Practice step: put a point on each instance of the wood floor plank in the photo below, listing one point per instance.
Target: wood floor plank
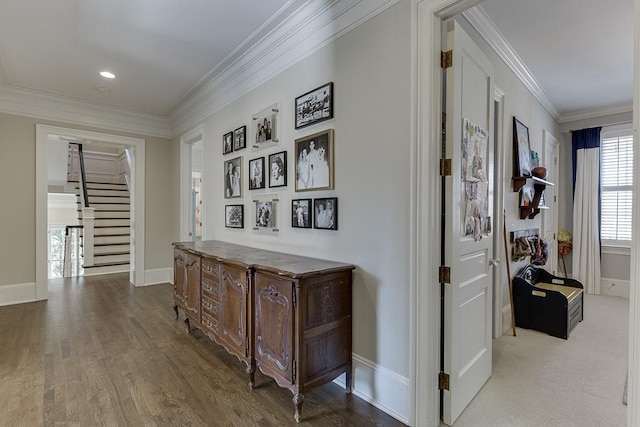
(101, 352)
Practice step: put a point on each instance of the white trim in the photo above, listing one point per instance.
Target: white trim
(479, 19)
(157, 276)
(17, 294)
(41, 105)
(311, 27)
(381, 387)
(43, 133)
(615, 287)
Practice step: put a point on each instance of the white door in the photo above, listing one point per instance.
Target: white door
(550, 216)
(468, 229)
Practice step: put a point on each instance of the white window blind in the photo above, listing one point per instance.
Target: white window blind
(616, 177)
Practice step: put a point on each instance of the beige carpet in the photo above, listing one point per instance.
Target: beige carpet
(539, 380)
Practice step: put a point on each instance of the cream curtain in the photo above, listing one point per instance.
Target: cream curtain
(586, 220)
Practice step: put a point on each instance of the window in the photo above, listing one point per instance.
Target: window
(616, 180)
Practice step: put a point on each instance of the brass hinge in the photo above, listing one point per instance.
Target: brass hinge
(446, 59)
(445, 167)
(443, 381)
(444, 274)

**SHORT TASK**.
Lay out the material above as a JSON list of strings, one string per line, and leave out blank lines and the pictures.

**FULL OUTPUT**.
[
  "Practice step: put a point on each instance of the wood floor plank in the photo below, listing one point per instance.",
  "Target: wood floor plank",
  "(101, 352)",
  "Practice step: put a point on each instance of the white trim in the photo above, listing one point per instance.",
  "Target: white trim",
  "(479, 19)",
  "(157, 276)",
  "(17, 294)",
  "(41, 105)",
  "(311, 27)",
  "(381, 387)",
  "(43, 133)",
  "(615, 287)",
  "Practice step: put a point on each instance of the white door in the photo above, listing one point per instance.",
  "Target: white door",
  "(550, 216)",
  "(468, 229)",
  "Practice step: put a point on each instance of the white window blind in the photo above, listing one point per instance.",
  "Target: white window blind",
  "(616, 177)",
  "Practice step: put a point on each instance of the beige carpet in the photo above, listing one point per instance.",
  "Target: beige carpet",
  "(539, 380)",
  "Practice step: put a point on each instance of the cream curtain in the photo above, listing one point per instance.",
  "Target: cream curtain",
  "(586, 220)",
  "Practice step: put a point on each instance of the window in the photo above, listing one point per instance.",
  "Target: window",
  "(616, 180)",
  "Practice step: put a point on each instance of the brass hinge in the photo above, listing one point per instance.",
  "Target: brass hinge",
  "(446, 59)",
  "(445, 167)",
  "(443, 381)",
  "(444, 274)"
]